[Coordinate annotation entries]

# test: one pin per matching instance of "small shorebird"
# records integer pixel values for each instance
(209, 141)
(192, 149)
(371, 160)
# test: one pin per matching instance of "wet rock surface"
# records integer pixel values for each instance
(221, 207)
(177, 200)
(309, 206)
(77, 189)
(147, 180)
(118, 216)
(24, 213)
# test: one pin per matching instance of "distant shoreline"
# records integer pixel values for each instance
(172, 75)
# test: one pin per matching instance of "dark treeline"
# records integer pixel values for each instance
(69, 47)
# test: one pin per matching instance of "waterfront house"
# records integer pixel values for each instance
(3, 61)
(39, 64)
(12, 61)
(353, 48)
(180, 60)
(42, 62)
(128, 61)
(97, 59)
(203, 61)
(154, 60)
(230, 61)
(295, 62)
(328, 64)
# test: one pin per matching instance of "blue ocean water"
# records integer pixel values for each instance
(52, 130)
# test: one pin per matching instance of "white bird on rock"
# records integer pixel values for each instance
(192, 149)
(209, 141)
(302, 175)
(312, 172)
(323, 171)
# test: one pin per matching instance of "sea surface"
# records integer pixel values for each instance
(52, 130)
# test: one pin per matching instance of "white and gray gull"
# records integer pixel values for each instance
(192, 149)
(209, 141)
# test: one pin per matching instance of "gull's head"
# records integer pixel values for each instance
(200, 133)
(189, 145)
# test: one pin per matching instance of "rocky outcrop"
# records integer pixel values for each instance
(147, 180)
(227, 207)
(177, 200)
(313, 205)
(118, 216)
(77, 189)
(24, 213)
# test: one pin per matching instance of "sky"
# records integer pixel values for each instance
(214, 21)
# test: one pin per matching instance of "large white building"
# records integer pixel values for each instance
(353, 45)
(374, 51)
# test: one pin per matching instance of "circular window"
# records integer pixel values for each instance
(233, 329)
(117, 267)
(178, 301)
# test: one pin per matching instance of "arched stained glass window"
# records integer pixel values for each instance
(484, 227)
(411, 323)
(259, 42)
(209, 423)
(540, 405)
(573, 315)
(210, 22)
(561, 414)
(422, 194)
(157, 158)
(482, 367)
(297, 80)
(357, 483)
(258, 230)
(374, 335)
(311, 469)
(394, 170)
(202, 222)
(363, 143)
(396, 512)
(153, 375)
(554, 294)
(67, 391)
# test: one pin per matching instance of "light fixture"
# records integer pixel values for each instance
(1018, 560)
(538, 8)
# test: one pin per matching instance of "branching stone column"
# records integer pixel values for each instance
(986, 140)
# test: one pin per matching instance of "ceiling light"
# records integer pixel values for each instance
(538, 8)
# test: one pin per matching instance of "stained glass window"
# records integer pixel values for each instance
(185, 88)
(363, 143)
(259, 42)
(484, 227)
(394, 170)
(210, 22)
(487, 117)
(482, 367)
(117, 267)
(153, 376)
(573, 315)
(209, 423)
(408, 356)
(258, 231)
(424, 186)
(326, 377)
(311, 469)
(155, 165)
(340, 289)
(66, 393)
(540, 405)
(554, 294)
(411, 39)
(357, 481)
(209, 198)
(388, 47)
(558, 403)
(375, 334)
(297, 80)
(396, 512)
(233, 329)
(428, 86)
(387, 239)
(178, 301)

* [Stated goal]
Which lines in the entries above contain the word "surface"? Select each of them and copy it in full. Case counts.

* [Reply to the exercise]
# test: one pin per matching instance of "wet rock surface"
# test: one pin per matching instance of "sea surface"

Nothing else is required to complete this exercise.